**GOAL**
Please copy out the rows between the line containing "Where can the pine" and the line containing "pixel 34 40", inclusive, with no changes.
____________________
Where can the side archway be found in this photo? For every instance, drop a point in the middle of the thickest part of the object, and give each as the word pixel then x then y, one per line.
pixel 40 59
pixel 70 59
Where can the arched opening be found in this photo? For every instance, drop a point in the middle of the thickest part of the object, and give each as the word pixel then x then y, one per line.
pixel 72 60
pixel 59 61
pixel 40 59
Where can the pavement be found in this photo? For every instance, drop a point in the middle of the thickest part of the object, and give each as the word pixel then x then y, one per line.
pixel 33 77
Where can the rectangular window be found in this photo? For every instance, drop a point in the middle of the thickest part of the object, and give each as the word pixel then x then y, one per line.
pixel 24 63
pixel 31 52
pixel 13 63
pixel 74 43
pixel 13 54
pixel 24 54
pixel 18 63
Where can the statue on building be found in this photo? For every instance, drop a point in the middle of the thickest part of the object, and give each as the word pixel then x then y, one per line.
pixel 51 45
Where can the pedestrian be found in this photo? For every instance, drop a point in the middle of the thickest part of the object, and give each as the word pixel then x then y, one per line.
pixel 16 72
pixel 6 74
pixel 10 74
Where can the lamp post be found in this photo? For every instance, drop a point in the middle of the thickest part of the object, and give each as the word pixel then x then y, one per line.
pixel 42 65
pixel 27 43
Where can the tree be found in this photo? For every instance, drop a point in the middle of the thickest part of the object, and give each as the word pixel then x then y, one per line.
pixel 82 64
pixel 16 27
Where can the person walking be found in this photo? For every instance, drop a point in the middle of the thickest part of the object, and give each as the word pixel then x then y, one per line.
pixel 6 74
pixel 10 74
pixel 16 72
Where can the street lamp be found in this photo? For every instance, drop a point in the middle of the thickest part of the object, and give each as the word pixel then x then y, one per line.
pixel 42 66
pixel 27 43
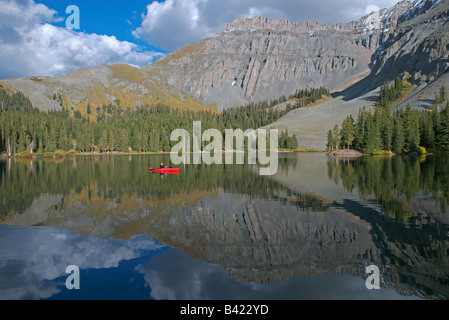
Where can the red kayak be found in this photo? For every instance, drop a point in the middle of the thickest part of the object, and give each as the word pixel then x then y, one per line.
pixel 164 170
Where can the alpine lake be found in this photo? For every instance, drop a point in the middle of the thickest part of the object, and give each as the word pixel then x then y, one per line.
pixel 225 232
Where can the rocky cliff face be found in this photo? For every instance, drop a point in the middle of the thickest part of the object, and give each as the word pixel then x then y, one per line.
pixel 261 58
pixel 418 49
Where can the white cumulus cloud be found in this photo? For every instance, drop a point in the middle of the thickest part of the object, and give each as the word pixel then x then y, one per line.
pixel 172 24
pixel 31 45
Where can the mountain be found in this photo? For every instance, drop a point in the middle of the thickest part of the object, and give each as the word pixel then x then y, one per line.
pixel 416 49
pixel 261 58
pixel 102 85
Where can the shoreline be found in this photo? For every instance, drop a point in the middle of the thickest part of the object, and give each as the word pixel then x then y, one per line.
pixel 62 154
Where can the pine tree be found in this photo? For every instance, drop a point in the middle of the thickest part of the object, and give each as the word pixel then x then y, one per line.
pixel 443 130
pixel 398 142
pixel 347 133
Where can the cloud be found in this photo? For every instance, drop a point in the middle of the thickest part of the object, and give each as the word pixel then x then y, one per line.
pixel 35 259
pixel 172 24
pixel 31 45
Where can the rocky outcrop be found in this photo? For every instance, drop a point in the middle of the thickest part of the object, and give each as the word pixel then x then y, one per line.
pixel 260 58
pixel 418 49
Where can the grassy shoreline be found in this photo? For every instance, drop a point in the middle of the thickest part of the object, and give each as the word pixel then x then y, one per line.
pixel 61 154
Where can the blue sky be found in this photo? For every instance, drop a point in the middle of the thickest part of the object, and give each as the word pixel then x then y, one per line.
pixel 112 18
pixel 34 40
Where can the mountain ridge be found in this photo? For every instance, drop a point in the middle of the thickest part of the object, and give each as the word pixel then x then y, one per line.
pixel 262 58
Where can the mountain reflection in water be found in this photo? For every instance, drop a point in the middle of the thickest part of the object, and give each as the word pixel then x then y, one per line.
pixel 306 233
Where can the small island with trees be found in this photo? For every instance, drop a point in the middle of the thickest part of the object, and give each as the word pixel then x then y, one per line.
pixel 399 132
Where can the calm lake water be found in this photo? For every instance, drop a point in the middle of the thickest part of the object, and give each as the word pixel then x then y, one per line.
pixel 224 231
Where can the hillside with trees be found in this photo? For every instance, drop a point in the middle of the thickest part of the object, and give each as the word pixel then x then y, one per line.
pixel 26 131
pixel 402 131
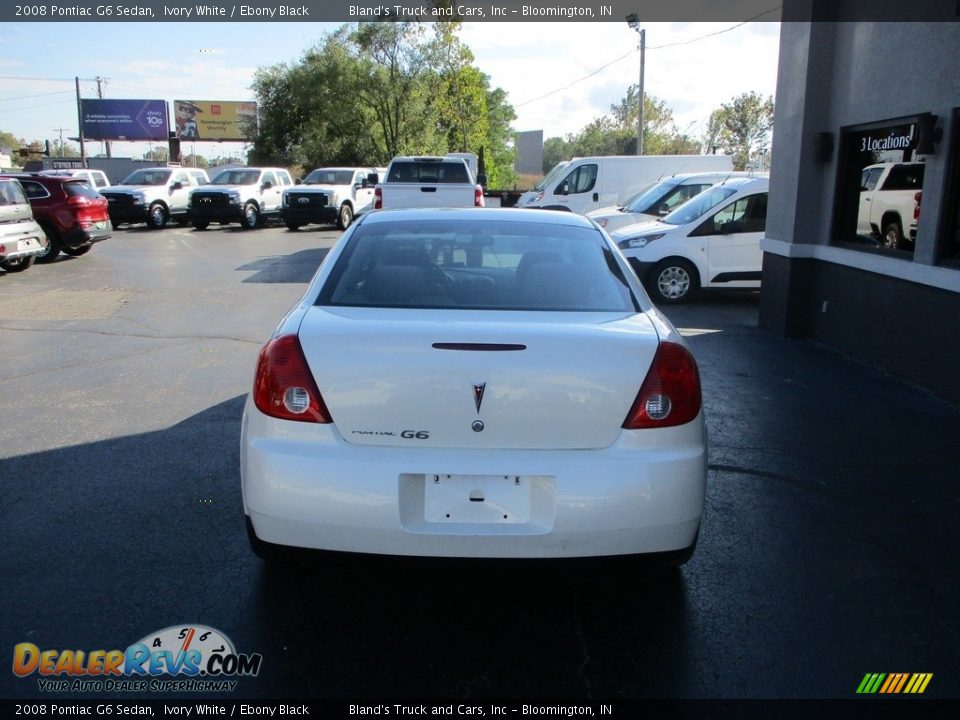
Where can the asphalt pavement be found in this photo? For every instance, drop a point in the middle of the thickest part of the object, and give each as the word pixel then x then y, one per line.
pixel 828 549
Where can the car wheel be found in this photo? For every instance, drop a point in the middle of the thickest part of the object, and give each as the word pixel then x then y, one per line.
pixel 673 281
pixel 77 252
pixel 251 216
pixel 53 246
pixel 892 236
pixel 18 264
pixel 157 216
pixel 344 217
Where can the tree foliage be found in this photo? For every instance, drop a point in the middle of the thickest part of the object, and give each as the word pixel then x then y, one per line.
pixel 740 127
pixel 369 91
pixel 616 133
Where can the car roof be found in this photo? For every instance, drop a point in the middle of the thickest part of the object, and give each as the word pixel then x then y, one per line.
pixel 544 217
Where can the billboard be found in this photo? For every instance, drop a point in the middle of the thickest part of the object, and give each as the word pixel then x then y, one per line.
pixel 215 120
pixel 124 120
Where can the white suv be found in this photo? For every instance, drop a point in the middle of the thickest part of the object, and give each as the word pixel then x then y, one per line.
pixel 711 241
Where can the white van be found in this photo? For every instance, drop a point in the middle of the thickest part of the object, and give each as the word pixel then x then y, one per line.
pixel 711 241
pixel 593 182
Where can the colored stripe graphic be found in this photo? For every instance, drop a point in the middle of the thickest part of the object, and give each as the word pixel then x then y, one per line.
pixel 894 683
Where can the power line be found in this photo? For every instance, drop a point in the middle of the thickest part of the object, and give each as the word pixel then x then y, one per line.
pixel 657 47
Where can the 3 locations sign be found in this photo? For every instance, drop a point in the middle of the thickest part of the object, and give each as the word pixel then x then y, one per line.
pixel 147 120
pixel 124 119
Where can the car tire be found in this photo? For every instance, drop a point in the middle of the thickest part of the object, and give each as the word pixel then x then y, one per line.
pixel 673 281
pixel 53 246
pixel 892 238
pixel 250 217
pixel 157 216
pixel 77 252
pixel 345 216
pixel 18 264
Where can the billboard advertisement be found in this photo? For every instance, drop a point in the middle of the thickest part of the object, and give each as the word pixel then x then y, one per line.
pixel 124 120
pixel 215 120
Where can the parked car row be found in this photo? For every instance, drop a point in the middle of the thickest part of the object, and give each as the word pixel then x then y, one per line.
pixel 44 215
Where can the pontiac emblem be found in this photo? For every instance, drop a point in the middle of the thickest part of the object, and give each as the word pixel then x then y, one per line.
pixel 478 390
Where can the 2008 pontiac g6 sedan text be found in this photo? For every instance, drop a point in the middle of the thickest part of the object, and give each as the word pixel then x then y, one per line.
pixel 475 383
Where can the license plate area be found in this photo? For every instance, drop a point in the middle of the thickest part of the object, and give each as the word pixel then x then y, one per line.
pixel 458 499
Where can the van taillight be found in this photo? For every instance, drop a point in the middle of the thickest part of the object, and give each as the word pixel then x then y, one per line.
pixel 670 394
pixel 284 386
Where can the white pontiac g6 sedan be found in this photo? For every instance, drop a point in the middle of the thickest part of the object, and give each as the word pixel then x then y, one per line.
pixel 475 383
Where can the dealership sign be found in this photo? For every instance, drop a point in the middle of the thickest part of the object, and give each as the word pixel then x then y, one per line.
pixel 215 119
pixel 124 120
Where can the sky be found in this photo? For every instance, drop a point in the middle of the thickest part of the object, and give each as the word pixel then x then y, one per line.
pixel 558 75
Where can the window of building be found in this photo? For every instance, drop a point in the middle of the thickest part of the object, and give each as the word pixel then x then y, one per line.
pixel 880 187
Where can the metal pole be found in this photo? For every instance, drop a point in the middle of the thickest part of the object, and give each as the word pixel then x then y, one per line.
pixel 83 151
pixel 643 52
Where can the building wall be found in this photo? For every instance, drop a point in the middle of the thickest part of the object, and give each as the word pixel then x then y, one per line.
pixel 895 311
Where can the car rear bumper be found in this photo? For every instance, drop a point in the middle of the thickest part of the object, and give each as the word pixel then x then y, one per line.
pixel 78 236
pixel 304 486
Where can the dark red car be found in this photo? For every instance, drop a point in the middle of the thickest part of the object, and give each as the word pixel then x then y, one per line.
pixel 73 215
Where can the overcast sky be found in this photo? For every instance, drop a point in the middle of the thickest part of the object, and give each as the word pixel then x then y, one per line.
pixel 551 71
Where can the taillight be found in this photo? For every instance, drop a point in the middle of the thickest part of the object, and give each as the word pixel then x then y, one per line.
pixel 670 394
pixel 284 387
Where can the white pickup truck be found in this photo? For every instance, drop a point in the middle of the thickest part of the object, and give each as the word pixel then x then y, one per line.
pixel 428 182
pixel 888 200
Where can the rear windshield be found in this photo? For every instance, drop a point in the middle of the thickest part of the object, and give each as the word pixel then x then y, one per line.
pixel 428 171
pixel 490 265
pixel 11 193
pixel 147 177
pixel 236 177
pixel 329 177
pixel 79 188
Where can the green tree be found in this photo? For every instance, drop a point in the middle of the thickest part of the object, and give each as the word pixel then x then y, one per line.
pixel 741 126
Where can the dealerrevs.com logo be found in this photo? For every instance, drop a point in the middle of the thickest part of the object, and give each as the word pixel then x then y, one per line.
pixel 180 658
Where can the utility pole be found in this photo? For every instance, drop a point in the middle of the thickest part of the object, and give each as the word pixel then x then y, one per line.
pixel 83 149
pixel 100 82
pixel 634 22
pixel 60 130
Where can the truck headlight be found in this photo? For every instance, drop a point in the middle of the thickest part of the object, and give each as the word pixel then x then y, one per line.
pixel 638 242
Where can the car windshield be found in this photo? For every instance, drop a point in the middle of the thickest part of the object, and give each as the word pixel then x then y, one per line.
pixel 478 264
pixel 329 177
pixel 699 205
pixel 549 177
pixel 236 177
pixel 147 177
pixel 648 198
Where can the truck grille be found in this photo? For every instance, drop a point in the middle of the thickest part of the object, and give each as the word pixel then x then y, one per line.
pixel 306 200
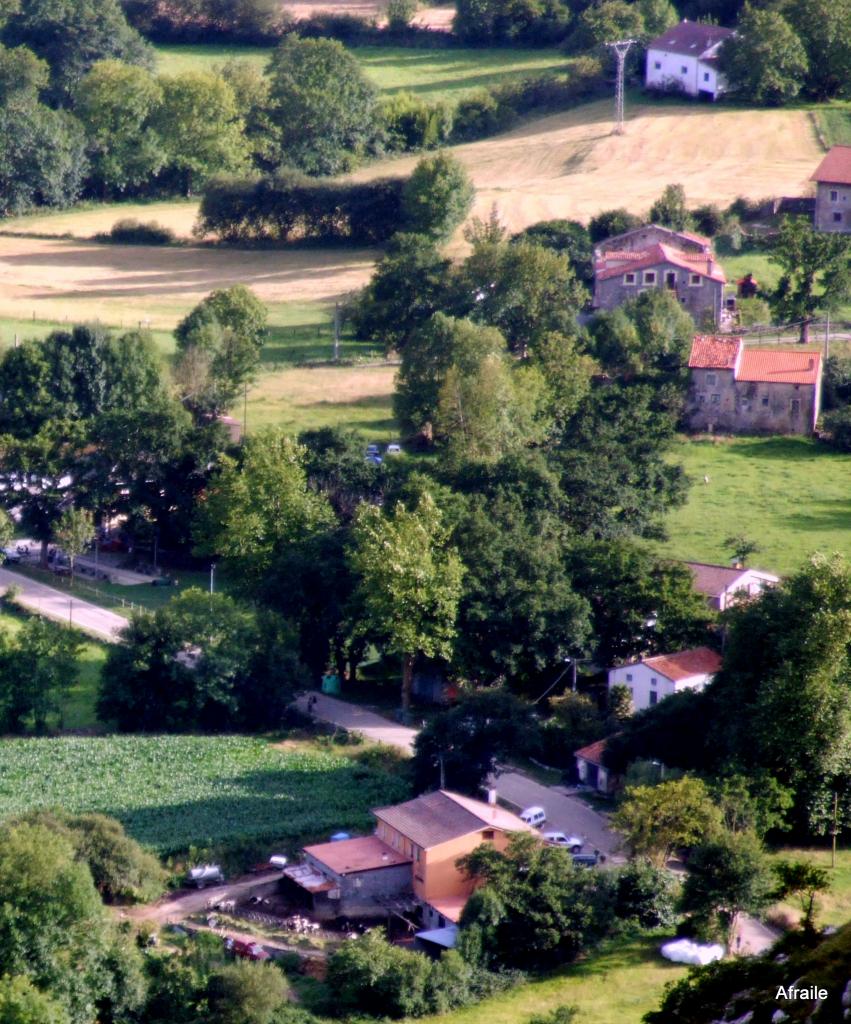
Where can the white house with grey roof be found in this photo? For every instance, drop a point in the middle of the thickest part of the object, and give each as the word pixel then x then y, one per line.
pixel 686 57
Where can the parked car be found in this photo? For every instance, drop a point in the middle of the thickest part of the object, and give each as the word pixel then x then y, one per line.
pixel 571 843
pixel 249 950
pixel 205 875
pixel 535 816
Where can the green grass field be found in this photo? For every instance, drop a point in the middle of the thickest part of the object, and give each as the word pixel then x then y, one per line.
pixel 791 495
pixel 77 712
pixel 433 74
pixel 173 792
pixel 620 983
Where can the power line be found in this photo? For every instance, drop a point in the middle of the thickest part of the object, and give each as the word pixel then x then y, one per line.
pixel 621 47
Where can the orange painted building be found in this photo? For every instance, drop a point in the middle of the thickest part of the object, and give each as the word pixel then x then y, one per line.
pixel 435 830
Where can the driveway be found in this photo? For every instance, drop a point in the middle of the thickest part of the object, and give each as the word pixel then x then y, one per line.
pixel 352 718
pixel 564 812
pixel 61 607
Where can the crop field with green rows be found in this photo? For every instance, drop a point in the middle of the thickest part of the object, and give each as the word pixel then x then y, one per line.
pixel 176 792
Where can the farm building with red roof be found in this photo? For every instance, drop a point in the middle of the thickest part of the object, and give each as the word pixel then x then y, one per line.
pixel 737 389
pixel 833 198
pixel 651 679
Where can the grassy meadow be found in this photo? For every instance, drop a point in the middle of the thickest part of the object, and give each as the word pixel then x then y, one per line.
pixel 621 982
pixel 791 495
pixel 432 74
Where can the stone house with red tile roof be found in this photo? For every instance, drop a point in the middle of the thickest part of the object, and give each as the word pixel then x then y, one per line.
pixel 651 679
pixel 685 57
pixel 738 389
pixel 691 273
pixel 833 197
____________________
**THE ANSWER**
Where can the pine tree be found in this photo? For every instance, drop a point in the middle of the thickest part of the object, and give each as the word pixel then x then y, one per line.
pixel 443 130
pixel 398 142
pixel 347 133
Where can the cloud be found in this photo? For every instance, drop a point in the middle of the thickest part of the object, and give each as the word pixel then x then y, one per line.
pixel 35 259
pixel 172 24
pixel 31 45
Where can the rocky outcrop be found in this photo? For every instance, drop a point in the middle of the thickest part of the object, and give each as the word pixel then x then y, one per line.
pixel 260 58
pixel 418 49
Where can the grassy shoreline be found in this photo? For every instance, drop a point in the middle of the thickest part of the object, and give each as the word pixel then x then y, one per line.
pixel 61 154
Where can the blue sky be found in this photo? For every instance, drop a point in the middle of the thickest part of the object, and give each as the word pixel then x then y, one per line.
pixel 112 18
pixel 34 40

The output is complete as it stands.